| Written task |
Present the following data again exactly as it is shown.

| Excerpted data |
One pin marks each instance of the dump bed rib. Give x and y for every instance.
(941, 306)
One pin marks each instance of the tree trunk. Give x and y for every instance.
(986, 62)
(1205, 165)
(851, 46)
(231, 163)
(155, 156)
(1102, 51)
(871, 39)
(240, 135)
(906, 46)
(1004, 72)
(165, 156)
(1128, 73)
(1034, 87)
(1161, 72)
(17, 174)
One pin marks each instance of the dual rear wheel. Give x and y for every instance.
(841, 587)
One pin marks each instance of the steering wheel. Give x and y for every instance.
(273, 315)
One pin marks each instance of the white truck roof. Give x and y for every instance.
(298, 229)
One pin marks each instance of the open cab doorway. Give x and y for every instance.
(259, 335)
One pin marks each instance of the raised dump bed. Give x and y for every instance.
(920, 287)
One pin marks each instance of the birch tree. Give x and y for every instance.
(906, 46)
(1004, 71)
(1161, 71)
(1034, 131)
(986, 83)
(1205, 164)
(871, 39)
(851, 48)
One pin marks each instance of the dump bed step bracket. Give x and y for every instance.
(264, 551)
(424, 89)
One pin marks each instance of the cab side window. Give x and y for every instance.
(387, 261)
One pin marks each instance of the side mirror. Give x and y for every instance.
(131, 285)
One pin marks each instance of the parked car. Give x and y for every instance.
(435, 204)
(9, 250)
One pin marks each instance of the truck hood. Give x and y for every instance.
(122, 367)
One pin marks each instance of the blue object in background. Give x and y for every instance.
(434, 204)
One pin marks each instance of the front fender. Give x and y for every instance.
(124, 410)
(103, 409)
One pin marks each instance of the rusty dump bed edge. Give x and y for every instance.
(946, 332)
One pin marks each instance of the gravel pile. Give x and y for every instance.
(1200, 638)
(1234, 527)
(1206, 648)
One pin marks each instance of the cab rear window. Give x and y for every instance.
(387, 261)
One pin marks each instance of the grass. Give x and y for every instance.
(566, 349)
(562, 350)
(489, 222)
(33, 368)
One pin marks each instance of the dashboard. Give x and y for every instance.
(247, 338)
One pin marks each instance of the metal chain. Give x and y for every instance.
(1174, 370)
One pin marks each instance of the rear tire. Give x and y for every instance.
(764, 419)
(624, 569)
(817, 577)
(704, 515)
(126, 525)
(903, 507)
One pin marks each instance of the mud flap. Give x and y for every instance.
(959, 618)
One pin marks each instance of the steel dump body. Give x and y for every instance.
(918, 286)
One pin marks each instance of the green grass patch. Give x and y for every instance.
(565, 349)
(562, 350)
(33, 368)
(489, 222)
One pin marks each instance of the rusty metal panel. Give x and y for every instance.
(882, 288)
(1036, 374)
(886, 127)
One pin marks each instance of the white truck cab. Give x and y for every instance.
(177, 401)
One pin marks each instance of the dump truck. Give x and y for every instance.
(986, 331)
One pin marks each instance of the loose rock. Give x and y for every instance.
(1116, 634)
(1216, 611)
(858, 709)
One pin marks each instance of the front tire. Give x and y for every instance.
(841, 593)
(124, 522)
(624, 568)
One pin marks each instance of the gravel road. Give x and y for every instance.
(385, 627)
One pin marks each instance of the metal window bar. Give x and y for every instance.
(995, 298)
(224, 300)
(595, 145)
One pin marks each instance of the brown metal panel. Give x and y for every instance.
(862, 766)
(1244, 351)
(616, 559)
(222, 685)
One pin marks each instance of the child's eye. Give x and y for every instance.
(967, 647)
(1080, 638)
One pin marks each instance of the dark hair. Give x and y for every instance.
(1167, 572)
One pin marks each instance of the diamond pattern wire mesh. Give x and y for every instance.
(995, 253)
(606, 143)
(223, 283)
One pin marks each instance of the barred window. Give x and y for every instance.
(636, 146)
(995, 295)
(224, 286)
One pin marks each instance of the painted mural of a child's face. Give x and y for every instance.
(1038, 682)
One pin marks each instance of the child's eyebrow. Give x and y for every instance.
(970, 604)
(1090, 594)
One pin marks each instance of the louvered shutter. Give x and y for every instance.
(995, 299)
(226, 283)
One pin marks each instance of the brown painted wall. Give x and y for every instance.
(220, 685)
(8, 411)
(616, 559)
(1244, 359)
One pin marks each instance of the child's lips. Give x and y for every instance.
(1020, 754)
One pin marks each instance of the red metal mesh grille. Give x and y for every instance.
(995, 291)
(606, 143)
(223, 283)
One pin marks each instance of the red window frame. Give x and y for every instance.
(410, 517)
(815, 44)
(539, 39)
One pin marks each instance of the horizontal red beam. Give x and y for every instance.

| Result of the task |
One pin marks each instance of the dump bed rib. Give x and y for every instance.
(941, 306)
One pin marks each instance of the tree trunk. Give x and y for every instance.
(986, 62)
(1205, 165)
(851, 46)
(231, 163)
(155, 156)
(1102, 51)
(871, 39)
(240, 135)
(906, 46)
(1004, 72)
(165, 156)
(1128, 73)
(1034, 87)
(1161, 72)
(17, 174)
One pin marks each instance of the dual rear wheel. Give x and y for every instance.
(841, 587)
One pin marks each instance of the steering wheel. Give x and y for every instance.
(273, 315)
One pin marks each instance of the white truck roof. Give x and y for every instance.
(298, 229)
One pin marks each instance of the open cab doorway. Give x and y for every instance.
(259, 335)
One pin marks each instance of the raised dump bed. Give x and y for every instance.
(920, 287)
One pin marks each instance of the birch tree. Give x and y for every instance.
(906, 46)
(1004, 71)
(1161, 71)
(1034, 131)
(986, 83)
(1205, 164)
(871, 39)
(851, 48)
One pin marks each instance of the dump bed step bracket. Give x and y for every instance.
(264, 551)
(424, 89)
One pin marks each instance of the cab side window. Give x and y for every instance.
(387, 261)
One pin marks each instance of the side mirror. Give x and y for every instance.
(131, 285)
One pin marks each instance of the parked car. Give x and y for every instance.
(435, 204)
(9, 250)
One pin marks each instance of the truck hood. Give x and y for every instance.
(122, 367)
One pin marks each instance of the blue object in background. Give x and y for every instance.
(434, 204)
One pin marks each instance of the front fender. Give x and y for every instance.
(124, 410)
(103, 409)
One pin marks each instance of the rusty dump bed edge. Give x and y for every instance.
(946, 332)
One pin marks each instance of the gravel pile. Give x and y for every instance.
(1200, 638)
(1234, 527)
(1206, 648)
One pin marks each instance of the cab rear window. Give x and y for every instance.
(387, 261)
One pin marks each instance of the grass. Give x and y for every instance.
(566, 349)
(562, 350)
(489, 222)
(33, 368)
One pin marks each instance of the dashboard. Give x and y for every instance.
(247, 338)
One pin marks each instance of the metal chain. Give x and y for every instance.
(1174, 370)
One pin marks each instance of the rear tire. Give x and y for every instance.
(764, 419)
(624, 569)
(817, 577)
(704, 515)
(126, 525)
(903, 507)
One pin marks each instance of the mud flap. Give x and y for every instance.
(959, 618)
One pin marks each instance of the steel dump body. Give x and y for every instance.
(918, 286)
One pin marks each instance of the green grass patch. Give x and y for every instance.
(565, 349)
(562, 350)
(33, 368)
(489, 222)
One pin marks each instance of the rusty metal panel. Give x and y for every instance.
(882, 288)
(1036, 374)
(886, 127)
One pin marks each instance of the white truck cab. Give x and y for every instance.
(177, 401)
One pin marks each instance of the dump truck. Give x and y for every instance.
(986, 331)
One pin marks each instance of the loose rock. Give x and y for every instance.
(1116, 634)
(1216, 611)
(858, 709)
One pin marks each instance of the front tire. Give x and y for every instance.
(841, 593)
(124, 522)
(624, 568)
One pin marks each instance of the gravel road. Give x and y for every instance.
(385, 627)
One pin marks each instance of the metal window bar. Give x and y for every instance.
(995, 298)
(224, 300)
(595, 145)
One pin marks each instance of the brown metal panel. Give x and y for every instance.
(862, 766)
(1244, 351)
(616, 559)
(222, 685)
One pin marks each instance of the child's eye. Give x and y for every instance.
(967, 647)
(1080, 638)
One pin marks each instance of the dark hair. Give x and y for every instance.
(1167, 572)
One pin marks each instance of the diamond pattern wire mesh. Give x and y for every instance.
(995, 253)
(606, 143)
(223, 283)
One pin marks each instance of the barred window. Give x and y for every instance.
(636, 146)
(995, 295)
(224, 286)
One pin marks each instance of the painted mural of a child's face. Give x and y for every instance.
(1038, 682)
One pin marks each instance of the child's eyebrow. Give x and y for every instance.
(970, 604)
(1090, 594)
One pin marks each instance of the louvered shutter. Give x and y for every instance.
(995, 299)
(226, 283)
One pin marks each instance of the brown painted wall. Give x and y for every instance.
(220, 685)
(8, 411)
(616, 559)
(1244, 359)
One pin marks each instance of the child's lips. Give x and y for every instance.
(1020, 754)
One pin marks each instance of the red metal mesh grille. Give x and y for every instance.
(995, 291)
(606, 143)
(223, 283)
One pin marks each instance of the red window frame. Give x and y for every instance.
(410, 517)
(815, 44)
(539, 39)
One pin marks each instance of the horizontal red beam. Give x and y for every instance.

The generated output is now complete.